**WHAT THE TASK REQUIRES**
Can you reproduce the stretch from the start of the lines through the line containing "point(100, 563)", keeping every line in it, with each coordinate in the answer points offset by -127 and all other text left as it is?
»»
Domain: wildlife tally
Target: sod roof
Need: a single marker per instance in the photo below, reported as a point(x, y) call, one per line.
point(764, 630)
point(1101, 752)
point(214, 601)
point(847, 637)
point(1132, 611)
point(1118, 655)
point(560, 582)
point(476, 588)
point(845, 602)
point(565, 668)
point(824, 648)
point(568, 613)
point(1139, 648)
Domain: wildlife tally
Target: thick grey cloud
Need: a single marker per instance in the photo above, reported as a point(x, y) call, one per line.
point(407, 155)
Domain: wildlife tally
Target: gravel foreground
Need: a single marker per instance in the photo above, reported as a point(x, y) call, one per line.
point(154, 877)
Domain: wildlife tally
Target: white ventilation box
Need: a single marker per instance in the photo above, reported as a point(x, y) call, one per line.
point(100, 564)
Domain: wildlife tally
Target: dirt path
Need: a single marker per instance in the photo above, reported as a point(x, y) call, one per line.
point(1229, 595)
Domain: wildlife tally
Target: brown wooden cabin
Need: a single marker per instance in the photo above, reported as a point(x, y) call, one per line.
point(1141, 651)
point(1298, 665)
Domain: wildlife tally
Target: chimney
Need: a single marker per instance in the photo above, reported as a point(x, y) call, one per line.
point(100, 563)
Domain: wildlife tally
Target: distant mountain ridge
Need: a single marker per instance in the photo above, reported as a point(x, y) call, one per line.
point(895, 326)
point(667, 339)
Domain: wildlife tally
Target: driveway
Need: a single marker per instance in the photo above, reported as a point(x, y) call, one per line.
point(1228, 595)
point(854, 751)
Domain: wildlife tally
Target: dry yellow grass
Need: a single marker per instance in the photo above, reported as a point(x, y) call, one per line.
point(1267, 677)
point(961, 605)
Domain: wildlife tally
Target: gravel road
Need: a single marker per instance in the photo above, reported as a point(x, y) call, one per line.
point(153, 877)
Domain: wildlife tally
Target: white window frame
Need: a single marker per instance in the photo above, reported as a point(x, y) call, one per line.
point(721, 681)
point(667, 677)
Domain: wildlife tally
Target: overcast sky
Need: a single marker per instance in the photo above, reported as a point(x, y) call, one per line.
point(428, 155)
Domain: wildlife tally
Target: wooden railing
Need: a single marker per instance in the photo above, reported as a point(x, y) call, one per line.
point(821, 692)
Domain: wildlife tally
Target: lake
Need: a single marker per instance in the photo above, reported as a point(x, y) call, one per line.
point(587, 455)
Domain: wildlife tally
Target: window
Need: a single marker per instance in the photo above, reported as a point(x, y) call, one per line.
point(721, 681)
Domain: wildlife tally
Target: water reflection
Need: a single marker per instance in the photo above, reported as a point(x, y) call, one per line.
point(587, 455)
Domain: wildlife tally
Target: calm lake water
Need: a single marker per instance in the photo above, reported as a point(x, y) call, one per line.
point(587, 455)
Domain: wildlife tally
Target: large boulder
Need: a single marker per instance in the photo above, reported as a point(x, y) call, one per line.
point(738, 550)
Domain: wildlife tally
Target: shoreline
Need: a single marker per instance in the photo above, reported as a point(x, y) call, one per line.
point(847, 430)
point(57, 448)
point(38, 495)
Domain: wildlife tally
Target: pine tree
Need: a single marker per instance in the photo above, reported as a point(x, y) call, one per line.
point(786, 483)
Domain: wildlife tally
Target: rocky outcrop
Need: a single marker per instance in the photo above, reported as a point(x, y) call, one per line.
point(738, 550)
««
**RESULT**
Domain: wildlife tally
Target: sod roof
Need: a single marker per instance in the photo below, reported as a point(x, y) call, one per line.
point(637, 503)
point(974, 625)
point(87, 474)
point(720, 510)
point(1005, 484)
point(991, 528)
point(433, 455)
point(349, 461)
point(718, 475)
point(438, 541)
point(697, 521)
point(441, 486)
point(1012, 521)
Domain: wildlife tally
Target: thick grey cloud
Need: a single marker per instance in the photo above, reported as a point(x, y) call, one per line.
point(280, 28)
Domain: wildlife tally
Target: gravel foreground
Need: a single marker per instance in the photo above, reported as a point(x, y) call, one per line.
point(27, 750)
Domain: wildlife tally
Target: white ventilation box
Need: a single marker per instance in the photo above, reported as a point(x, y) call, one per line.
point(-27, 437)
Domain: wildlife tally
Target: dirt path
Need: a single marker per instance in the photo above, reported as a point(x, y) call, one per line.
point(1102, 468)
Domain: wildlife tally
Target: brown wooden cabin
Need: a single marker per instance in the photo above, reported as a point(x, y) call, one per line.
point(1014, 524)
point(1171, 538)
Domain: wildlife tally
Target: chimney
Need: a single marker per instance in the photo above, reported as a point(x, y) call, one per line.
point(-27, 436)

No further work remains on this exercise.